## WRITTEN TASK A
Please return the entries that follow the race report, copying every line unchanged.

## EXTRACT PROVIDED
______________________________

Running of the Bulls 8K 2018 Race Report

Race celebrates 10th anniversary and I run the race for the second time for a major 8K PR!

I took a new approach to the Running of the Bulls 8K race in downtown Durham this year and actually decided to train.

Well, actually, I'm a crazy lady who's training for some truly insane fall races, but it just so happens that the training includes being trained up for an 8K.

Running of the Bulls 8K 2018 swag - cowbell race medal and tech tshirt

As usual it was hot and humid. Unlike my usual races I was not racing with the two other musketeers (Travis and Kristen) and I was shockingly not late to the race start! In fact, I got to the race start early to take some group photos...only to remember that I'm terrible at finding things and people and so I never got to the right place at the right time for the photos. ::shrug::

Race goals

My goal for this race was just to do better than what I ran last year. Last year I finished in 50:33 (10:10 pace), so I was aiming for sub-50:00 finish. But then, according to my mile time pace predictions per Fleet Feet's speed series group, I should be running 10Ks at 8:47 pace. Yeah, as you can imagine, 10:10 is vastly different than 8:47 so either something is up and the pace prediction is wildly optimistic or I'm clearly not pushing myself hard enough at races. (I'm betting it's some combination of the two.) I was discussing race goals with McCrae the night before and looking over my target paces, and McCrae said, "Why not run a 9:30 pace?"

"What? Are you crazy?" I asked him.

"No, why don't you push it and run a 9:30 or 9:40 pace?"

______________________________

## THE INPUT
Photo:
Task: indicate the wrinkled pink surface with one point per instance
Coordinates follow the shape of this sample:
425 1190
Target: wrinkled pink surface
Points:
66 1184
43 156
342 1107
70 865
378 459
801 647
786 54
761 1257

______________________________

## WRITTEN TASK B
Answer these questions from the race report above:
(i) In what area was the Running of the Bulls 8K held?
(ii) What was the finish time the previous year?
(iii) What pace do the mile time predictions give for 10Ks?

## PROBLEM SOLUTION A
Photo:
Task: indicate the wrinkled pink surface with one point per instance
Coordinates follow the shape of this sample:
425 1190
Target: wrinkled pink surface
Points:
66 1184
43 156
342 1107
70 865
378 459
801 647
786 54
761 1257

## PROBLEM SOLUTION B
(i) Downtown Durham
(ii) 50:33
(iii) 8:47